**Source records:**
────────────────

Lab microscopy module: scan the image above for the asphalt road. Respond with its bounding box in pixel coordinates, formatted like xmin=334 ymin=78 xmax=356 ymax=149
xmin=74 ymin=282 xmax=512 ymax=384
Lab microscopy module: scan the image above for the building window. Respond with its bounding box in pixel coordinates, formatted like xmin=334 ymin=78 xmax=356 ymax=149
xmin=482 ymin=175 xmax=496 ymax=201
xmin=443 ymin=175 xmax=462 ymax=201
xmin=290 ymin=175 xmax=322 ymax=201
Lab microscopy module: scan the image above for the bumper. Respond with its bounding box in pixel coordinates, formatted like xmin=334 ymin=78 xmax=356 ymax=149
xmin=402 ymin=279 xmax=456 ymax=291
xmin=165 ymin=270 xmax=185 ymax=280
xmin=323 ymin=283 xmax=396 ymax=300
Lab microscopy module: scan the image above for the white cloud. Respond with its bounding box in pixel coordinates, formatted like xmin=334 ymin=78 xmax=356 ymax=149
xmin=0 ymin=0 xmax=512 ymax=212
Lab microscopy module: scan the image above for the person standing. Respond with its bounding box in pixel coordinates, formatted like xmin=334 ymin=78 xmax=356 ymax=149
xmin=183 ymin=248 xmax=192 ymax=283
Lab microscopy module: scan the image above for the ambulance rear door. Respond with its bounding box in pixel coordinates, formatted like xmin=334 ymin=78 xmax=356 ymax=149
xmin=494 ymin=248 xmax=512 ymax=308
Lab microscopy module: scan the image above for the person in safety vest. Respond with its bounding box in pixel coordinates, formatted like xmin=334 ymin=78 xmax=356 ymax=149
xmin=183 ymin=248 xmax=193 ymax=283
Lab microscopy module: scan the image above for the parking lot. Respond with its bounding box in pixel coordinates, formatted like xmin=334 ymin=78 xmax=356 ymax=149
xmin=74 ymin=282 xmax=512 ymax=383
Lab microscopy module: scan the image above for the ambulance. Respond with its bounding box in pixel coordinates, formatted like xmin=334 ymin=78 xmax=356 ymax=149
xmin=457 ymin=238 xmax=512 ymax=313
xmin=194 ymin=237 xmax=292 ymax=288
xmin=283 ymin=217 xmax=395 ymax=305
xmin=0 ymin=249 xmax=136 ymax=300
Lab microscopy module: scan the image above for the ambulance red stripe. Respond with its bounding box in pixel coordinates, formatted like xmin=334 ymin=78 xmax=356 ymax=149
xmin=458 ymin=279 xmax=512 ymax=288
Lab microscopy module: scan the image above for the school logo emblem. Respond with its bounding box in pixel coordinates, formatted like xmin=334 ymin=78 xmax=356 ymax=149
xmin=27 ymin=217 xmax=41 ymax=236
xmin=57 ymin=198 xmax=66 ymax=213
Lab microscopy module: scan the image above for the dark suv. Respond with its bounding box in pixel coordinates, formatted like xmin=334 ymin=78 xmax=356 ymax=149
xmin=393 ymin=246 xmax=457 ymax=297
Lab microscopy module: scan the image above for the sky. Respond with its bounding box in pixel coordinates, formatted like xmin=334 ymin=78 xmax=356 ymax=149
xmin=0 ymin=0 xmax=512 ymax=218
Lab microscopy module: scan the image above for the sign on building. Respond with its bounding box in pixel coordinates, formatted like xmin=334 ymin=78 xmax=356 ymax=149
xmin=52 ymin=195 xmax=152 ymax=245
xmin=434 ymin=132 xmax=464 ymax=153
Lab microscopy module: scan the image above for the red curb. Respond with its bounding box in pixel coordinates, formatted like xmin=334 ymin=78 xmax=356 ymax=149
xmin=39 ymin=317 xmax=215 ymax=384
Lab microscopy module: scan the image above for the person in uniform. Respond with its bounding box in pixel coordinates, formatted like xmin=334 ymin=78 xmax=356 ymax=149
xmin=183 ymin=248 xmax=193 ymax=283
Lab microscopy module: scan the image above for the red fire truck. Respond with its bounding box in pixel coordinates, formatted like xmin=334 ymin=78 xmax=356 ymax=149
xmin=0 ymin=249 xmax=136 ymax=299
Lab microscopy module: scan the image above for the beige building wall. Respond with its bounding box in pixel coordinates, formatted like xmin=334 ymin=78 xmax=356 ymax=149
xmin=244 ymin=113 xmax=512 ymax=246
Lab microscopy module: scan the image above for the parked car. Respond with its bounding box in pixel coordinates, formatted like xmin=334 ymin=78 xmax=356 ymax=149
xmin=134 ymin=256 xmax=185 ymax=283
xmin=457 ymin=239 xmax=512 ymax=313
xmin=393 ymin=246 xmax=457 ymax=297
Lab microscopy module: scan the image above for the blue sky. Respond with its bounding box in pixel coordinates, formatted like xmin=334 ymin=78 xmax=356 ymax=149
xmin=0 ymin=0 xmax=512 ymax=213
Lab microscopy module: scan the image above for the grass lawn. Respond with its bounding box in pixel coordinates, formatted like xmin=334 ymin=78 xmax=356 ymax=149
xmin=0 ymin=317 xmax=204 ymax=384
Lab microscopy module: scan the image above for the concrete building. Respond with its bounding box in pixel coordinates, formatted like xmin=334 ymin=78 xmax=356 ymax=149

────────────────

Please copy the entries between the lines holding "the person standing." and "xmin=183 ymin=248 xmax=192 ymax=283", inclusive, with their request text kept in, and add 135 to every bounding-box coordinate in the answers.

Lab microscopy module: scan the image above for the person standing. Respond with its bounding box in pixel coordinates, formatted like xmin=334 ymin=78 xmax=356 ymax=149
xmin=318 ymin=383 xmax=327 ymax=418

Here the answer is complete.